── Records shown

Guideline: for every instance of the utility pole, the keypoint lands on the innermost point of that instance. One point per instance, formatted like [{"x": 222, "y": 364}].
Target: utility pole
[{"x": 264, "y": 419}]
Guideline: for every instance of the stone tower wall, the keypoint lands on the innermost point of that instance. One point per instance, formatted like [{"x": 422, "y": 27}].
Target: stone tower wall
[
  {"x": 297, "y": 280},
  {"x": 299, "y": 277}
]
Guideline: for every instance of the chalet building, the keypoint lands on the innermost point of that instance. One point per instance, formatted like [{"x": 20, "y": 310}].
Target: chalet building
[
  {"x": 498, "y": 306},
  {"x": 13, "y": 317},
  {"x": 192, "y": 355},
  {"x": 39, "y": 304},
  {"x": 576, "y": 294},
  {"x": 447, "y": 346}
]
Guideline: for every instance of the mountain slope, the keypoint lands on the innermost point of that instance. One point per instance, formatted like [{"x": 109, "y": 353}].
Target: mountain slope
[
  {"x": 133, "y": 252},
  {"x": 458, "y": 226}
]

────

Please render all of the material above as a Markdown table with two columns, Row and Line, giving each line its row number and leaving out blank lines.

■ **Exercise solution**
| Row | Line |
|---|---|
| 1 | Guideline: for every instance of the utility pole, the keypoint lands on the innermost point of that instance. One point per instance, formatted like [{"x": 222, "y": 364}]. |
| 2 | Target: utility pole |
| 3 | [{"x": 264, "y": 419}] |
| 4 | Guideline: for every instance of the stone tower wall, the keypoint lands on the innermost point of that instance. One point per instance, formatted like [{"x": 422, "y": 27}]. |
| 5 | Target: stone tower wall |
| 6 | [ |
| 7 |   {"x": 297, "y": 280}, |
| 8 |   {"x": 299, "y": 277} |
| 9 | ] |
| 10 | Guideline: for every instance of the chalet building, the keypoint lands on the innermost point of that instance. One point per instance, formatted like [{"x": 20, "y": 310}]. |
| 11 | Target: chalet building |
| 12 | [ |
| 13 |   {"x": 498, "y": 306}, |
| 14 |   {"x": 13, "y": 317}, |
| 15 |   {"x": 192, "y": 355}, |
| 16 |   {"x": 39, "y": 304}, |
| 17 |   {"x": 576, "y": 294}, |
| 18 |   {"x": 447, "y": 346} |
| 19 | ] |
| 20 | Guideline: for every instance of the mountain slope, the keypoint lands on the innermost point of that instance. One point per instance, formatted like [{"x": 109, "y": 353}]. |
| 21 | Target: mountain slope |
| 22 | [ |
| 23 |   {"x": 133, "y": 252}, |
| 24 |   {"x": 458, "y": 226} |
| 25 | ] |